=== Brief ===
Set down the data below once more, precisely as it reads.

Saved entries

########################################

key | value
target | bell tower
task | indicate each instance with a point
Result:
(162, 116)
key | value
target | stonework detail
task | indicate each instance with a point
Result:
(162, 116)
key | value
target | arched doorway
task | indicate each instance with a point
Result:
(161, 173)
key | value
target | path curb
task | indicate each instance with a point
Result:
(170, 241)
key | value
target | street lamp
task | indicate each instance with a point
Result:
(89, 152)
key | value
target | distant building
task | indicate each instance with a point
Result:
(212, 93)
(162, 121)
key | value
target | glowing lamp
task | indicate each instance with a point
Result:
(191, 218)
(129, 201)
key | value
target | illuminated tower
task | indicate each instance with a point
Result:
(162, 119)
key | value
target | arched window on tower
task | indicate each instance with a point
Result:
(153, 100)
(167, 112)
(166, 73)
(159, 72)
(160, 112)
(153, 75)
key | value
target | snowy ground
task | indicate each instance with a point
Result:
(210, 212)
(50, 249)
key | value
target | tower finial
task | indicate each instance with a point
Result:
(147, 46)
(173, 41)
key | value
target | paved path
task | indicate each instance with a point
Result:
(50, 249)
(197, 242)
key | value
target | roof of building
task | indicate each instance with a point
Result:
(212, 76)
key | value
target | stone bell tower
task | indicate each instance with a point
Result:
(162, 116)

########################################

=== Exercise output ===
key | value
target | bell tower
task | indicate each instance with a point
Result:
(162, 116)
key | value
target | stonework detail
task | indicate each instance with a point
Result:
(162, 116)
key | value
target | arched doorway
task | indicate each instance with a point
Result:
(161, 173)
key | value
target | path curb
task | indicate each instance with a point
Result:
(170, 241)
key | value
target | street lamp
task | indicate each instance with a point
Result:
(89, 152)
key | value
target | distant building
task | indicate each instance with a point
Result:
(212, 93)
(162, 121)
key | value
target | glowing lamp
task | indicate each instance with a point
Result:
(191, 218)
(129, 201)
key | value
target | illuminated tower
task | indicate each instance with a point
Result:
(162, 119)
key | value
target | arched window on tower
task | indicate each instance with a point
Result:
(153, 100)
(167, 112)
(166, 73)
(159, 72)
(160, 112)
(153, 75)
key | value
target | snowy ground
task | indicate each instance with a point
Result:
(210, 212)
(50, 249)
key | value
target | tower finial
task | indicate each instance with a point
Result:
(147, 46)
(173, 41)
key | value
target | paved path
task | indicate each instance with a point
Result:
(50, 249)
(197, 242)
key | value
target | roof of building
task | indicate each instance with a point
Result:
(212, 76)
key | value
target | stone bell tower
task | indicate each instance with a point
Result:
(162, 116)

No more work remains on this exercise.